§ **TASK TO COMPLETE**
Please copy the part of the material below that opens with the line containing "Exercise. Point out the boy in" and closes with the line containing "(1180, 484)", both included, word for word. Leave the pictures out of your copy.
━━━━
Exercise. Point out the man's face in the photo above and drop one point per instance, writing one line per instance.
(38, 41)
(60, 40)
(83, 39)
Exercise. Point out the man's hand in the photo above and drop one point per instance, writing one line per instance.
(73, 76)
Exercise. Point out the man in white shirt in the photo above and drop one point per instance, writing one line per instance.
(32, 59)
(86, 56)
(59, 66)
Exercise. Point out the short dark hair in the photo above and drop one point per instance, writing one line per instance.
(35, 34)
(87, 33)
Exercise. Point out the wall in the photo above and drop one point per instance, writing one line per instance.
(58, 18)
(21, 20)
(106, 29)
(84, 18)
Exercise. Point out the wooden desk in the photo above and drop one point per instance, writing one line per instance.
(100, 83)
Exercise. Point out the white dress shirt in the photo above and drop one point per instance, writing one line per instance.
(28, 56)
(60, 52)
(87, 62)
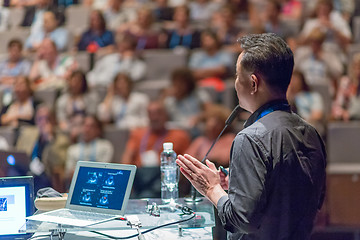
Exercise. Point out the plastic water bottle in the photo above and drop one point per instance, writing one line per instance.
(169, 174)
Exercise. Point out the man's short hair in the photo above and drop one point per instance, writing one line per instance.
(269, 57)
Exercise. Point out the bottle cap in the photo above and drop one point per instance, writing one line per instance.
(168, 146)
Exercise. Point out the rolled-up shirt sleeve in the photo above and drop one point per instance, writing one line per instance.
(242, 209)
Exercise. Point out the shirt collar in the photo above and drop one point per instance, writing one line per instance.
(275, 105)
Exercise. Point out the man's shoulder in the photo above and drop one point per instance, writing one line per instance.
(277, 121)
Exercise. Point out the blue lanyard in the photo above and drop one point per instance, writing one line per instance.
(281, 107)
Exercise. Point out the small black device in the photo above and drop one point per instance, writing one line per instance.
(16, 203)
(224, 171)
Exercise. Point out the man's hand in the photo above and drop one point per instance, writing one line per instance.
(205, 179)
(224, 180)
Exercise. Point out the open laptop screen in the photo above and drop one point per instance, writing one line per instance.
(100, 187)
(16, 203)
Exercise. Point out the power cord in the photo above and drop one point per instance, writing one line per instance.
(148, 230)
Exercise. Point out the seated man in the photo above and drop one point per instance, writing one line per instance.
(14, 65)
(90, 148)
(52, 30)
(50, 70)
(47, 149)
(124, 61)
(144, 147)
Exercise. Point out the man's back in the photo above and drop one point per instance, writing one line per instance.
(286, 165)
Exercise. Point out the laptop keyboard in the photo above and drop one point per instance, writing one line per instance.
(80, 215)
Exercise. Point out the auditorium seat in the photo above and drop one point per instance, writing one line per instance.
(343, 142)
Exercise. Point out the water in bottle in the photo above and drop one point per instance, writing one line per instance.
(169, 174)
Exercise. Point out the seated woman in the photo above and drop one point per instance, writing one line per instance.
(52, 30)
(308, 104)
(15, 65)
(211, 64)
(346, 105)
(182, 33)
(122, 106)
(183, 101)
(91, 147)
(50, 70)
(97, 34)
(142, 30)
(22, 109)
(47, 149)
(75, 103)
(214, 118)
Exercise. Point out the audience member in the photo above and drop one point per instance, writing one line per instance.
(244, 10)
(97, 34)
(346, 105)
(122, 106)
(211, 64)
(162, 11)
(182, 33)
(274, 24)
(184, 102)
(4, 146)
(76, 102)
(47, 149)
(4, 18)
(144, 147)
(116, 15)
(214, 118)
(202, 10)
(145, 144)
(319, 66)
(92, 147)
(307, 103)
(52, 30)
(224, 24)
(336, 29)
(124, 61)
(22, 109)
(142, 30)
(34, 14)
(292, 10)
(49, 69)
(15, 64)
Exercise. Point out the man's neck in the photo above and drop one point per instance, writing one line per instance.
(262, 101)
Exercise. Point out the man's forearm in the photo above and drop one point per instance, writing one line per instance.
(215, 193)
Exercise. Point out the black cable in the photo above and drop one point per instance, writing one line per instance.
(146, 231)
(39, 236)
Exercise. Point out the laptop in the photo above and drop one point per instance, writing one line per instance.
(99, 192)
(14, 163)
(16, 203)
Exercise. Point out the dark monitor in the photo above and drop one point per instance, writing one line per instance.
(16, 203)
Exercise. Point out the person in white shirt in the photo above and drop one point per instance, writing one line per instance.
(125, 61)
(52, 30)
(337, 30)
(122, 106)
(90, 148)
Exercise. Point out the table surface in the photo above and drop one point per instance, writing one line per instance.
(204, 218)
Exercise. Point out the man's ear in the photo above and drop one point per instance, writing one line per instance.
(254, 83)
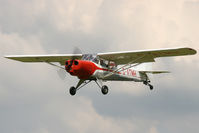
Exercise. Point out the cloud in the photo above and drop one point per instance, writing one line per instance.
(34, 99)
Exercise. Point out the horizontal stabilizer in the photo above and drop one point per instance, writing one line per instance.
(154, 72)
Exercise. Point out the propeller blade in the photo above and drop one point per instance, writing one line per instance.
(76, 51)
(61, 73)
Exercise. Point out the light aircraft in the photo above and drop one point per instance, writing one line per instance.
(101, 67)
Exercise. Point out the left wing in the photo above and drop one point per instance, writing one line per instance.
(60, 58)
(142, 56)
(154, 72)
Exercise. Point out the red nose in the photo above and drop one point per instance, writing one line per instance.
(80, 68)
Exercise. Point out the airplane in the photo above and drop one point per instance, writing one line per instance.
(110, 66)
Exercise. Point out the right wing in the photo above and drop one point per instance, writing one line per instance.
(142, 56)
(154, 72)
(60, 58)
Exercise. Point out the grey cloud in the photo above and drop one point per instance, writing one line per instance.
(34, 99)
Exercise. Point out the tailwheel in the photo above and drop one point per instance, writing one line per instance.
(72, 90)
(104, 89)
(151, 87)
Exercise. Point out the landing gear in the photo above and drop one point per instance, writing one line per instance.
(72, 91)
(151, 87)
(104, 89)
(147, 83)
(80, 84)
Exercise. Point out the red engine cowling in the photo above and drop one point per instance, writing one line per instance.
(81, 68)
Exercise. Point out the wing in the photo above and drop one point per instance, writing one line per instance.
(142, 56)
(61, 58)
(154, 72)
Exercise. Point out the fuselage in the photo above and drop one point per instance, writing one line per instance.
(89, 70)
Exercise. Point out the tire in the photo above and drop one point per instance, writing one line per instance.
(104, 89)
(72, 91)
(151, 87)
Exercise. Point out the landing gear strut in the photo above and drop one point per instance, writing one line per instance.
(104, 88)
(80, 84)
(147, 83)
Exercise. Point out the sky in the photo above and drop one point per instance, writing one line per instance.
(33, 99)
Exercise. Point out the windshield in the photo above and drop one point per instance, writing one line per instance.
(90, 57)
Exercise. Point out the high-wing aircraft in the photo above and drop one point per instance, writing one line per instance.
(111, 66)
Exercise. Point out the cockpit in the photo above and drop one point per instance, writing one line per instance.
(97, 60)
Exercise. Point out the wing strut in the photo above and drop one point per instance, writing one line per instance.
(130, 66)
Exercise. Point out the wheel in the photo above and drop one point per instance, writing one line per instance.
(151, 87)
(104, 89)
(72, 91)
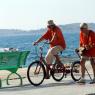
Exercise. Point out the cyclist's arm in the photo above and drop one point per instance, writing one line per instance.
(53, 38)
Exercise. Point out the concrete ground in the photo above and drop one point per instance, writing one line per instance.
(50, 87)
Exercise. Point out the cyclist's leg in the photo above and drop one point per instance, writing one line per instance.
(49, 59)
(93, 66)
(82, 63)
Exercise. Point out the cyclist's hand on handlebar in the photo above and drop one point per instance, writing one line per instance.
(35, 43)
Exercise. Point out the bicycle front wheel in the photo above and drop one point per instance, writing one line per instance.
(57, 72)
(76, 71)
(36, 73)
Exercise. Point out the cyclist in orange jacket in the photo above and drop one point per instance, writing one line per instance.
(87, 41)
(57, 43)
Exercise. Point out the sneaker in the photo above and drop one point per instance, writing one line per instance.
(47, 77)
(81, 80)
(93, 81)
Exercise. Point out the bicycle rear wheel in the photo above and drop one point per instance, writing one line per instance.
(36, 73)
(75, 71)
(57, 72)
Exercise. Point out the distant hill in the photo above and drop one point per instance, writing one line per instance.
(68, 28)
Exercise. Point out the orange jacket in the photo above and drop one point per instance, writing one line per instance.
(59, 40)
(89, 41)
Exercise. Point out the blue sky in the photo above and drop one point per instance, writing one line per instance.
(34, 14)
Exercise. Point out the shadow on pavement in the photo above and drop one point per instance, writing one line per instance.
(31, 87)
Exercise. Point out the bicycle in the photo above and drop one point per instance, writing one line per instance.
(36, 71)
(76, 66)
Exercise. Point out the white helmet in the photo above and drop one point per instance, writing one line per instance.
(84, 25)
(50, 22)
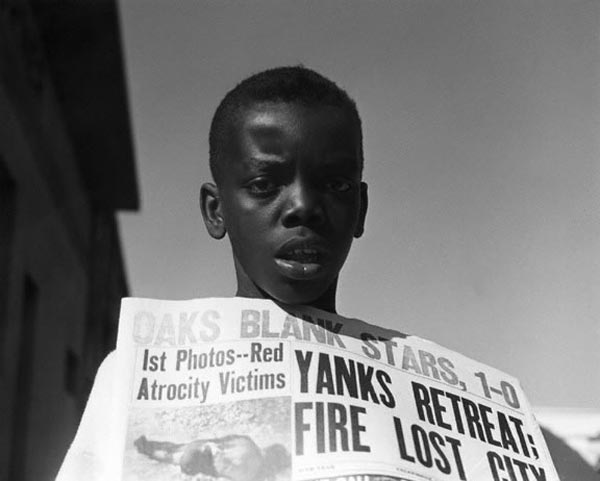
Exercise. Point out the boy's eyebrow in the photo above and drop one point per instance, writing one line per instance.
(266, 162)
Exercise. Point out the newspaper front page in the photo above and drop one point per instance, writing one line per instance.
(246, 390)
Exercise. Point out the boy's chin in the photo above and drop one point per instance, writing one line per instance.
(303, 294)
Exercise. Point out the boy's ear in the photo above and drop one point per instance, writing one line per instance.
(210, 205)
(364, 203)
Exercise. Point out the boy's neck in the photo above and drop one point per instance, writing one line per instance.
(247, 288)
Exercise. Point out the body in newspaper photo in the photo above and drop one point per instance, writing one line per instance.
(240, 441)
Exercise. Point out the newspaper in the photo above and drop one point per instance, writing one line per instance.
(246, 390)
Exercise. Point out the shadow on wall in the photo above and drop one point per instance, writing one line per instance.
(569, 464)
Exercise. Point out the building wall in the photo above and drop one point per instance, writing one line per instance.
(61, 271)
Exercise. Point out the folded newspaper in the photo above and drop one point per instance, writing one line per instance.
(246, 390)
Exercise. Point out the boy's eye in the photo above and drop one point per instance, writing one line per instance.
(261, 186)
(339, 185)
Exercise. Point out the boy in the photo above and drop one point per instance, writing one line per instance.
(286, 157)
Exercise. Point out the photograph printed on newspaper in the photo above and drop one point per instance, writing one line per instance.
(247, 390)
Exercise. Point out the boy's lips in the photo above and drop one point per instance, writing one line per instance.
(301, 259)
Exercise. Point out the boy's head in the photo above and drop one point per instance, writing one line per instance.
(286, 156)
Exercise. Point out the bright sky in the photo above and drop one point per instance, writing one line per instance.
(481, 123)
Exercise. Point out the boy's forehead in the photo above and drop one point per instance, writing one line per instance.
(270, 120)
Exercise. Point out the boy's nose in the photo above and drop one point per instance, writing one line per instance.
(303, 207)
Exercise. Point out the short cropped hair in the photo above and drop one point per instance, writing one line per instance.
(294, 84)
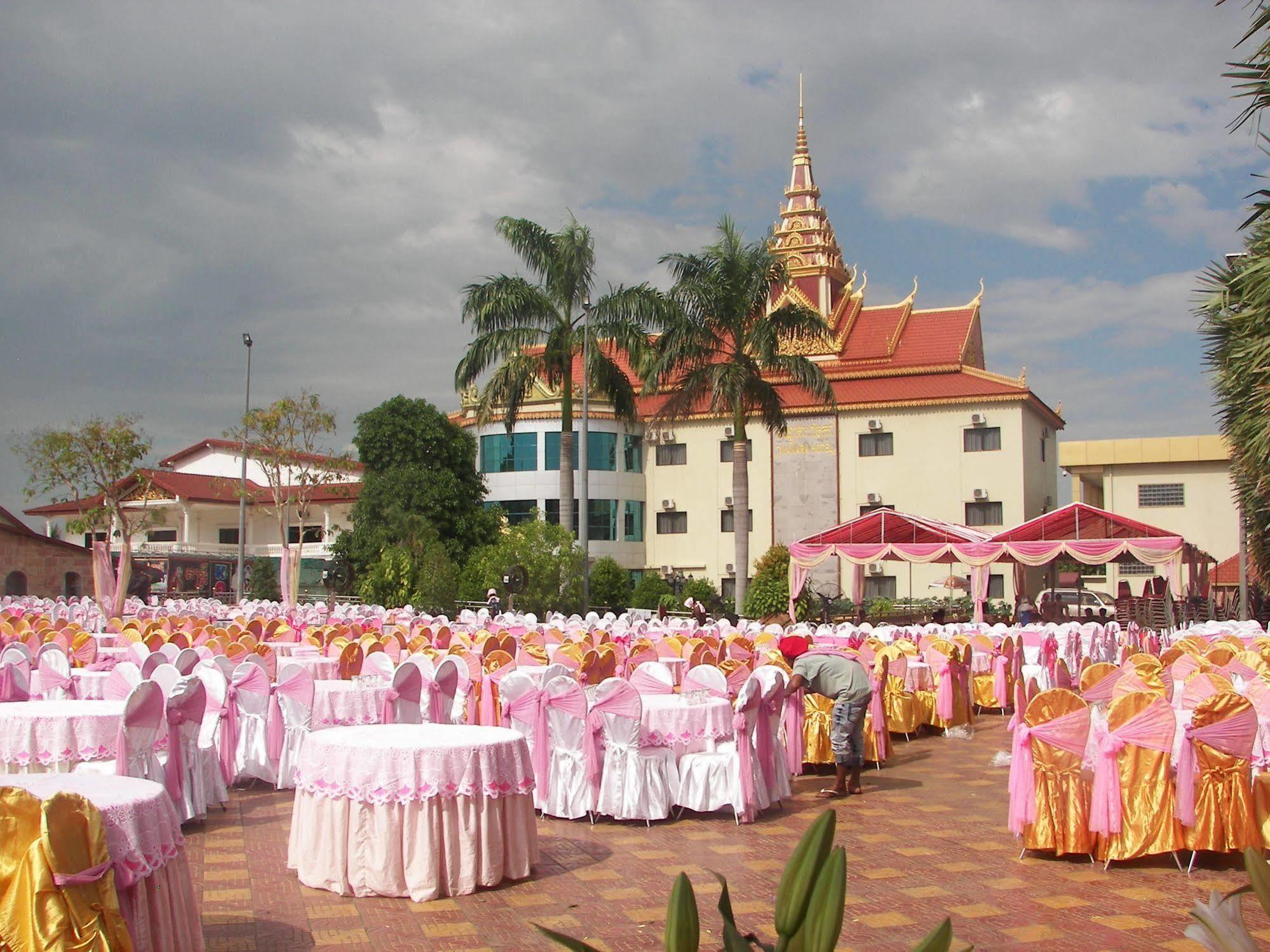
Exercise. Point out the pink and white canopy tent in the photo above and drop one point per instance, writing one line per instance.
(1076, 531)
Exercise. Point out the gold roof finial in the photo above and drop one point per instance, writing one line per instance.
(801, 142)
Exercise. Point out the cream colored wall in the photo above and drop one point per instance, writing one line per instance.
(700, 489)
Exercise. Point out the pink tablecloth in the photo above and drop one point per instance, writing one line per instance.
(55, 735)
(670, 720)
(142, 833)
(342, 704)
(409, 810)
(321, 668)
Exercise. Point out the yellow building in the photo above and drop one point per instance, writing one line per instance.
(920, 424)
(1180, 484)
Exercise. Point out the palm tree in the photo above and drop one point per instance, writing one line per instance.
(719, 352)
(529, 330)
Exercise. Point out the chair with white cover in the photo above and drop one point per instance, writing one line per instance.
(121, 681)
(635, 784)
(210, 733)
(773, 762)
(249, 694)
(295, 695)
(714, 780)
(377, 664)
(567, 793)
(165, 676)
(184, 771)
(135, 744)
(186, 660)
(402, 704)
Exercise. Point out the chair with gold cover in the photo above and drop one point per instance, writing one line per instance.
(1133, 800)
(1050, 798)
(1215, 776)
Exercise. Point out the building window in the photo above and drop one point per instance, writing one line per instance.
(879, 587)
(672, 455)
(516, 511)
(633, 453)
(980, 439)
(551, 513)
(728, 447)
(1132, 567)
(983, 514)
(633, 522)
(1161, 494)
(672, 523)
(602, 520)
(517, 452)
(874, 507)
(877, 445)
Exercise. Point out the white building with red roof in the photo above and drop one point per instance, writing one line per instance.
(920, 424)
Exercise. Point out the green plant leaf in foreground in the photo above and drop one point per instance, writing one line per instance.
(567, 941)
(682, 929)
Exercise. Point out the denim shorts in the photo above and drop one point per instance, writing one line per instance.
(848, 733)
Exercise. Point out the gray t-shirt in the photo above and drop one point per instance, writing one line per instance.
(835, 676)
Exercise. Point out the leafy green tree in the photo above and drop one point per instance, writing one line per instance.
(720, 349)
(610, 586)
(264, 580)
(532, 330)
(417, 465)
(550, 558)
(770, 593)
(648, 593)
(94, 465)
(1236, 319)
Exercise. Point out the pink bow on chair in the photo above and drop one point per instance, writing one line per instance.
(1154, 729)
(1067, 733)
(1233, 735)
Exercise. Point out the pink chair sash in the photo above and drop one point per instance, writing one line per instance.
(1152, 728)
(645, 683)
(1067, 733)
(1233, 735)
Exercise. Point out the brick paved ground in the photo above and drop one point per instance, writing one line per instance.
(928, 841)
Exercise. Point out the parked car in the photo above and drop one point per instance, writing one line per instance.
(1084, 598)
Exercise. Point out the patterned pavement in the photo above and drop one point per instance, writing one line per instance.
(928, 840)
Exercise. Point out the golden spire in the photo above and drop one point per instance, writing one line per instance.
(801, 142)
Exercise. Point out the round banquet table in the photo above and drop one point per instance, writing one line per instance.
(321, 668)
(409, 810)
(147, 852)
(38, 737)
(343, 704)
(673, 721)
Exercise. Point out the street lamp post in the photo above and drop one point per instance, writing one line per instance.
(247, 343)
(584, 460)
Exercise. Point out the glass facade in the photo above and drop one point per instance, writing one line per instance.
(517, 452)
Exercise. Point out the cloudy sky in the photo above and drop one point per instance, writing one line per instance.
(325, 175)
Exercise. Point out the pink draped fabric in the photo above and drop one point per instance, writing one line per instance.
(1154, 729)
(1067, 733)
(1233, 735)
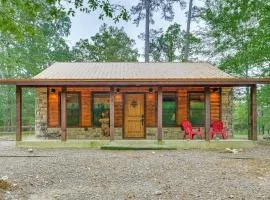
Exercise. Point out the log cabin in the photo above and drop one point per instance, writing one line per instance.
(132, 100)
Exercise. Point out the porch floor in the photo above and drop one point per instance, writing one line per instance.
(139, 144)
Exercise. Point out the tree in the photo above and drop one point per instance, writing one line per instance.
(240, 30)
(18, 17)
(110, 44)
(169, 45)
(194, 12)
(145, 9)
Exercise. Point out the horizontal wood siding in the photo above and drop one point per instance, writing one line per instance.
(150, 104)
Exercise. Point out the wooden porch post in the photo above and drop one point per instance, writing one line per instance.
(64, 114)
(253, 112)
(248, 89)
(159, 129)
(112, 131)
(207, 113)
(18, 113)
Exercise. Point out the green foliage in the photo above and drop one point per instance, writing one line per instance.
(110, 44)
(240, 30)
(24, 58)
(166, 7)
(19, 17)
(169, 45)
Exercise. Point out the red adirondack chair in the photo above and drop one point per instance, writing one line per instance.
(217, 128)
(188, 130)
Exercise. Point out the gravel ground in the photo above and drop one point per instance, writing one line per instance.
(96, 174)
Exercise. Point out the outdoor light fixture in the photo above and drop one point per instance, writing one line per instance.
(52, 90)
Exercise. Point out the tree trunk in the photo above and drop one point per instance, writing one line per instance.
(187, 38)
(147, 21)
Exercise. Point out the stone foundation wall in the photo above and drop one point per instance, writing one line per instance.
(226, 109)
(40, 110)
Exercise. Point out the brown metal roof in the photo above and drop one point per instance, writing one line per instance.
(131, 71)
(173, 82)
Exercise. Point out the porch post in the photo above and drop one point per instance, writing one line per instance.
(248, 89)
(18, 113)
(159, 129)
(64, 114)
(112, 114)
(207, 113)
(253, 112)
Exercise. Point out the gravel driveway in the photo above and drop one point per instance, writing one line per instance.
(96, 174)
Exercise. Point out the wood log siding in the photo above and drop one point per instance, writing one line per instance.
(151, 104)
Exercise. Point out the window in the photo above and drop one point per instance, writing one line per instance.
(101, 108)
(196, 109)
(73, 109)
(169, 110)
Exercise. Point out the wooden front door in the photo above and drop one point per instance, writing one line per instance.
(134, 116)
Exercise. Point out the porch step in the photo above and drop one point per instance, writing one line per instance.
(137, 145)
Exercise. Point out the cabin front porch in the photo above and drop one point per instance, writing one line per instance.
(144, 121)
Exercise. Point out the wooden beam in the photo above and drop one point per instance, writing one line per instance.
(112, 130)
(159, 113)
(249, 112)
(207, 113)
(18, 113)
(253, 112)
(137, 82)
(64, 114)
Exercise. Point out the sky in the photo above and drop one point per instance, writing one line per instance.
(86, 25)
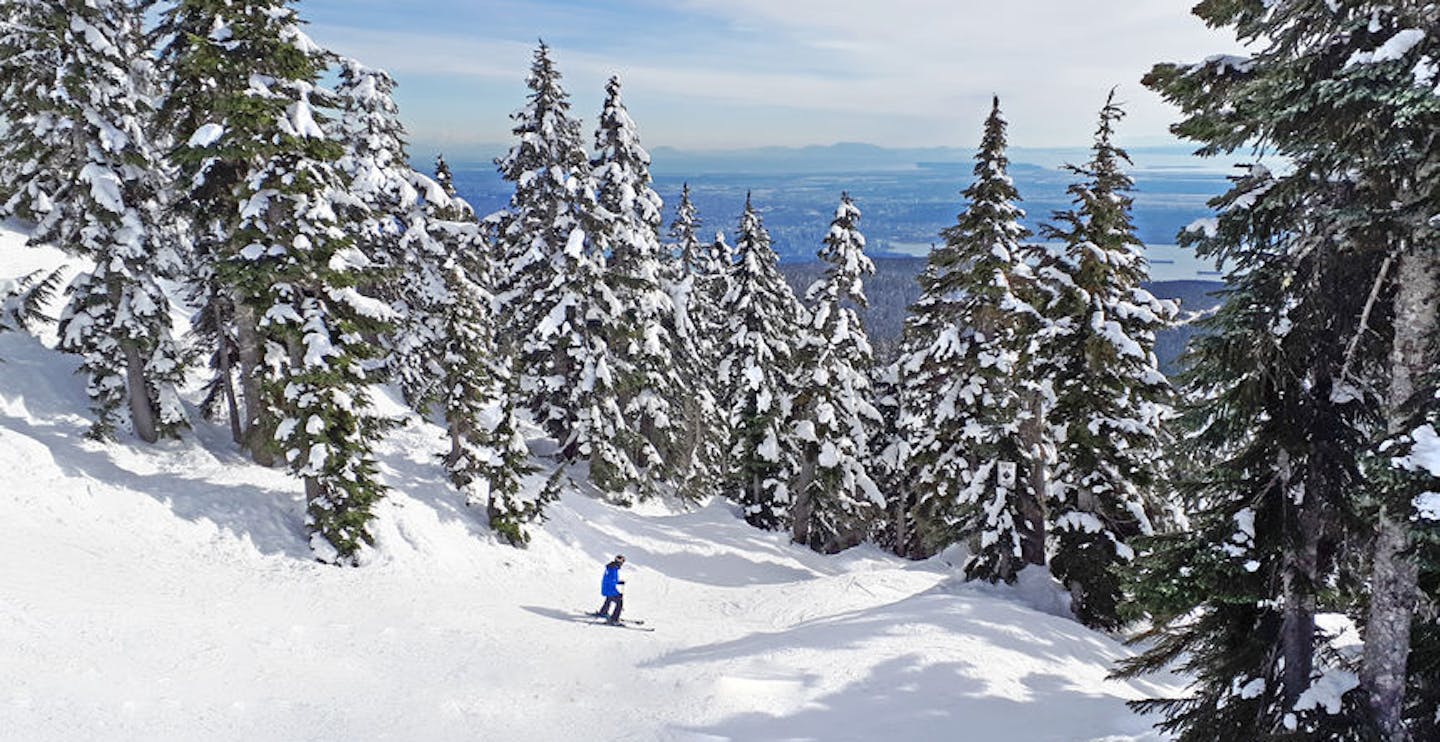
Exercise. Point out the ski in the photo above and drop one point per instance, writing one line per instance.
(632, 626)
(592, 614)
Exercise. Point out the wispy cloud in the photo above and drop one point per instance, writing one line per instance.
(726, 72)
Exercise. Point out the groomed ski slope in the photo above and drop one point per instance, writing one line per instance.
(167, 594)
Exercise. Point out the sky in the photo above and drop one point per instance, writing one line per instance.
━━━━
§ **WORKED ANSWER**
Exercise. Point out the boy in the photo above and drop one point per instance, writing one line per instance.
(286, 157)
Exercise. Point out the photograph printed on newspaper in the photo above and drop one point per instance, writing one line per instance.
(247, 390)
Exercise. Point out the boy's lips in the photo above and drop one point per instance, writing one line per instance.
(301, 259)
Exercise. Point out the boy's head in the photo above and drop one point per instance, writing one line per instance.
(286, 156)
Exercise. Point out the bright sky in the photo above and drop one point per instance, writing one line per instance.
(481, 123)
Exercise. Point out the boy's forehead in the photo above and drop one point per instance, writing one line per instance.
(270, 120)
Exercise. Point out the boy's nose in the photo above and drop one point per instance, writing one line per instance.
(303, 207)
Exercise. Point out the short cropped hair in the photo above and drop one point per instance, writing one line per instance.
(294, 84)
Exercise. Point out the pink and white canopy tent in the photo above and drop one point per instance, writing one line per instance.
(1076, 531)
Exercise. Point out the gold roof finial in the photo above and drop one point per instance, writing one line per instance.
(801, 142)
Exercise. Point out the cream colored wall in the photo above and drop one point per instance, writing one line per instance.
(700, 489)
Exercise. Point out the pink tablecloth in the photo above and drop one point per instance, writing one line per instance.
(55, 735)
(670, 720)
(142, 833)
(342, 704)
(409, 810)
(321, 668)
Exercise. Point out the yellow building in the photo above and drop one point per instance, writing one line per instance.
(920, 424)
(1180, 484)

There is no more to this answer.